== What needs to be done ==
Please return, copied in full, every line below that contains the word "mountain".

== Record extracts ==
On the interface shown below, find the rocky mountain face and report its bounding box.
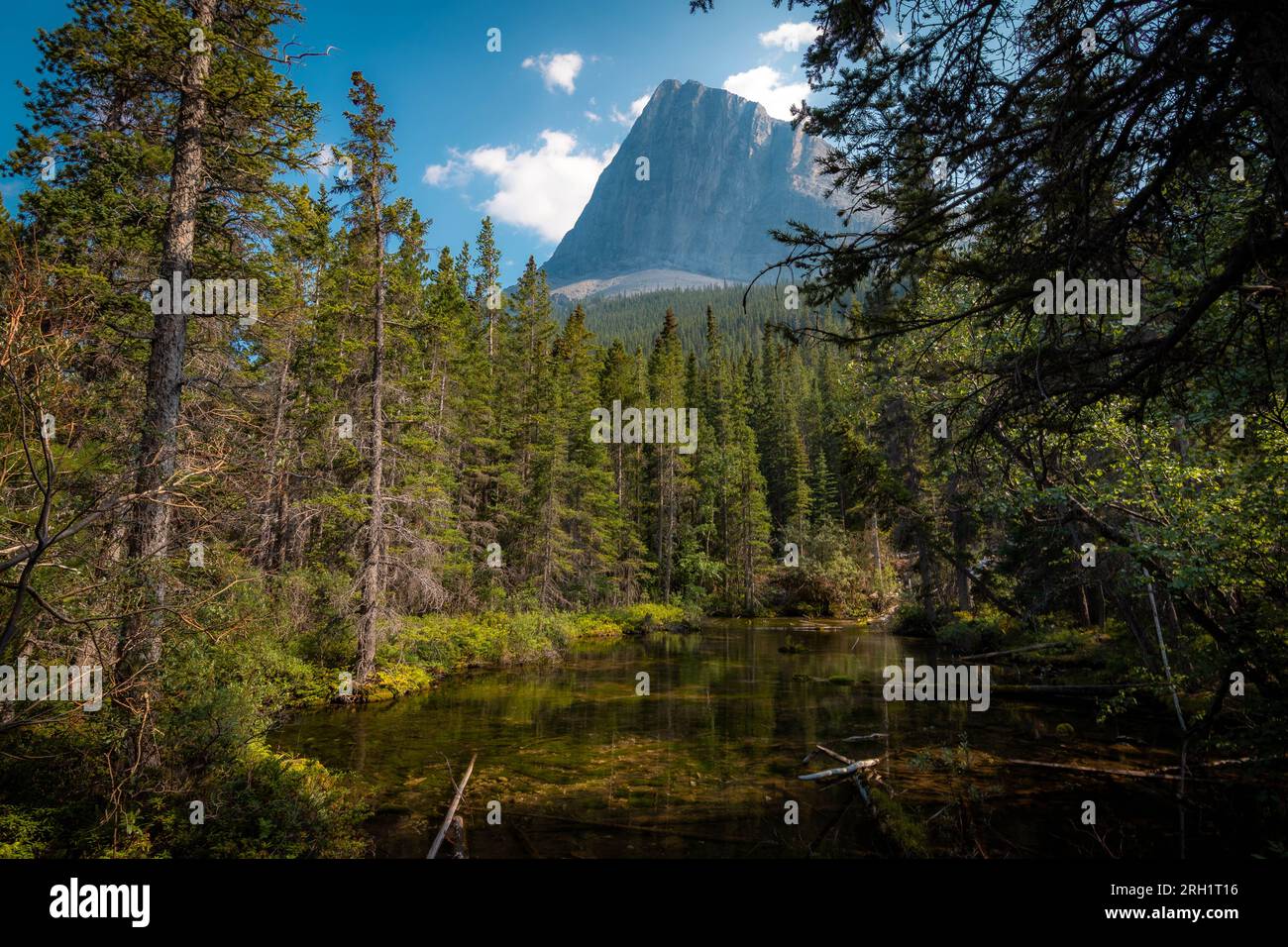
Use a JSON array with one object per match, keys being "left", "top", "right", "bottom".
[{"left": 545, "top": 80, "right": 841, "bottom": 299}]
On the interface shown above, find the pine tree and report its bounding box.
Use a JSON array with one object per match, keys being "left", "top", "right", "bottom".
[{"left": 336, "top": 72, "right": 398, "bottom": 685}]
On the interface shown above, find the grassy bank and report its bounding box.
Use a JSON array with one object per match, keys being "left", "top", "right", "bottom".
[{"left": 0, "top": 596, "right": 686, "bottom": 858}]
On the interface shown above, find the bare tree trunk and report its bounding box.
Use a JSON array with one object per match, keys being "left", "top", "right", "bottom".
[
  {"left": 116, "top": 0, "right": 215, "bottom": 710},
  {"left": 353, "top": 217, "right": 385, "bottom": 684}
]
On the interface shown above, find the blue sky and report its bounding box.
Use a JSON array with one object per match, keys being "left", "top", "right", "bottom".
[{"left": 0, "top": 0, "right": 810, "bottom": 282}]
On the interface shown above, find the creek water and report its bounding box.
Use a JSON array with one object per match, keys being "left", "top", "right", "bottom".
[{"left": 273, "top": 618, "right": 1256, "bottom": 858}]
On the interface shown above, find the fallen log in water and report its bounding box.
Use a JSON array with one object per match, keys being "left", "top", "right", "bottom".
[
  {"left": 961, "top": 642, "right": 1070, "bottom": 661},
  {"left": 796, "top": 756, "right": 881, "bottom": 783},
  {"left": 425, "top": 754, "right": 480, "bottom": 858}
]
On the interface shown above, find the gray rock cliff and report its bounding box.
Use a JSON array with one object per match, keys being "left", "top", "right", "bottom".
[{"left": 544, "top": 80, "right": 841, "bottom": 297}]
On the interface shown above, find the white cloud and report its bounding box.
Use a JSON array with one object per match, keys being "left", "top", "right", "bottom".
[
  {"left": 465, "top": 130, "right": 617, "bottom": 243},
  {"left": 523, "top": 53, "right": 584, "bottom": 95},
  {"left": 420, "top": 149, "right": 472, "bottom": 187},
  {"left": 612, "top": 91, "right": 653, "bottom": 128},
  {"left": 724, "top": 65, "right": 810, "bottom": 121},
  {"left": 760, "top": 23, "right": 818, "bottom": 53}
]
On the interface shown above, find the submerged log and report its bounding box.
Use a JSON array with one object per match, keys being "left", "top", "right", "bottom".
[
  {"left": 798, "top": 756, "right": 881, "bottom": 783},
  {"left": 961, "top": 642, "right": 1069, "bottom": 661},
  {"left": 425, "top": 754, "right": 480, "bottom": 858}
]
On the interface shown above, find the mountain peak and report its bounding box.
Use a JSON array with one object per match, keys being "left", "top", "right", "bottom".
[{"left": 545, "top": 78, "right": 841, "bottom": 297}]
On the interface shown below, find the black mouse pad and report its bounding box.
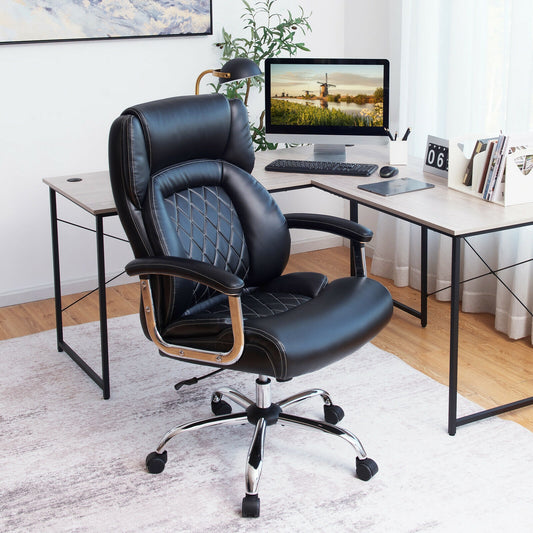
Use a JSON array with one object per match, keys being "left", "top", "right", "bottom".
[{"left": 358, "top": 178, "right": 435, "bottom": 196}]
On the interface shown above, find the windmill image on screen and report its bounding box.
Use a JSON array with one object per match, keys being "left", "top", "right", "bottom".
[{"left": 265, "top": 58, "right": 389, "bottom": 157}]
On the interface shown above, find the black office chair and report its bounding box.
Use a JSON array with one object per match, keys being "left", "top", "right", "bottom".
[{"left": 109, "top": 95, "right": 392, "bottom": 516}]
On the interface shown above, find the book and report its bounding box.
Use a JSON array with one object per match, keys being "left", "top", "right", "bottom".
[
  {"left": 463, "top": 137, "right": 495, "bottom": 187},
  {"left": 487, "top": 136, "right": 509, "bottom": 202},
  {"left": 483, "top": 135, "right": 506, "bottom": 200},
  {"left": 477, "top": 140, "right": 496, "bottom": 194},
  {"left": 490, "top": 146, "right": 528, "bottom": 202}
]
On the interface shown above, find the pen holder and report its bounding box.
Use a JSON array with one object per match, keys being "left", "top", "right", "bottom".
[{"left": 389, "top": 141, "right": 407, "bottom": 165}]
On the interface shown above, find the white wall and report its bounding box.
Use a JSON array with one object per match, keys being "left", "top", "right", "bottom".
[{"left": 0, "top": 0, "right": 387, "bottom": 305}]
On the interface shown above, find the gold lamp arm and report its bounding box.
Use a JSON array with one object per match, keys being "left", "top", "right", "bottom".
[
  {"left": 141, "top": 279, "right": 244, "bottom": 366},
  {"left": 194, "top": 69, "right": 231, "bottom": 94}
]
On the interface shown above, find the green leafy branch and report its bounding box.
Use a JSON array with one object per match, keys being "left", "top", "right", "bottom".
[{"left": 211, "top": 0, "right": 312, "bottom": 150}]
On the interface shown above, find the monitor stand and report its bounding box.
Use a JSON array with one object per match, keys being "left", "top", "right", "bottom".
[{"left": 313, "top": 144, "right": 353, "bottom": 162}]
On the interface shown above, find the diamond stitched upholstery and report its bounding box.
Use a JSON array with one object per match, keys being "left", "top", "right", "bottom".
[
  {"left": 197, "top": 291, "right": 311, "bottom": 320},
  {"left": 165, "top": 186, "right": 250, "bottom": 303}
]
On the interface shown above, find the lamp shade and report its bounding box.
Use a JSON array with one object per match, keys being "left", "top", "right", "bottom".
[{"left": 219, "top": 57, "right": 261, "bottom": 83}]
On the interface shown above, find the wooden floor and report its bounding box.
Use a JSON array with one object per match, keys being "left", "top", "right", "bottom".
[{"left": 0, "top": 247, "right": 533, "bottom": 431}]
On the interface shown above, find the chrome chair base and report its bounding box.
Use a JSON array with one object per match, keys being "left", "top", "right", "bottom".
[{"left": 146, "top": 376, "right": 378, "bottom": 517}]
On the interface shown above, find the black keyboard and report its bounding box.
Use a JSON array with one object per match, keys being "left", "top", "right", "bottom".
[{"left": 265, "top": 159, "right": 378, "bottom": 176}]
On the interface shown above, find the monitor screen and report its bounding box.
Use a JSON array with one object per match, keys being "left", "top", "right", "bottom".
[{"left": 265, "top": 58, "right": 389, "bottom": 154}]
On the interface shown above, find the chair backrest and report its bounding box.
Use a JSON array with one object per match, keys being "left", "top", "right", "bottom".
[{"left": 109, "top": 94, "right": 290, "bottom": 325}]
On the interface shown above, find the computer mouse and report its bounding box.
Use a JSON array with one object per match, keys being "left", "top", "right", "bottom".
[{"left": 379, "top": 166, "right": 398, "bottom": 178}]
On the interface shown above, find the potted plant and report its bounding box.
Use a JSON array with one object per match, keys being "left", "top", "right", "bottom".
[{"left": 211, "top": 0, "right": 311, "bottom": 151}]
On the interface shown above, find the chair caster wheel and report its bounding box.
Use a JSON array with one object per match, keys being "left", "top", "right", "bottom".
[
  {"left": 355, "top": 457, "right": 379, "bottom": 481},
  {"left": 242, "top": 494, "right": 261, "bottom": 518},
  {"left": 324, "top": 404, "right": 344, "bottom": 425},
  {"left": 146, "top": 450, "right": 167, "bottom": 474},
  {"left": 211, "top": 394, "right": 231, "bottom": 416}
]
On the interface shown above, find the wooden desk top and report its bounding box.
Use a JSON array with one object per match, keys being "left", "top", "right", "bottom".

== Final result ==
On the interface shown below, find the rocky mountain face and report its bounding box.
On the interface shown above, find the mountain peak and report its bounding box.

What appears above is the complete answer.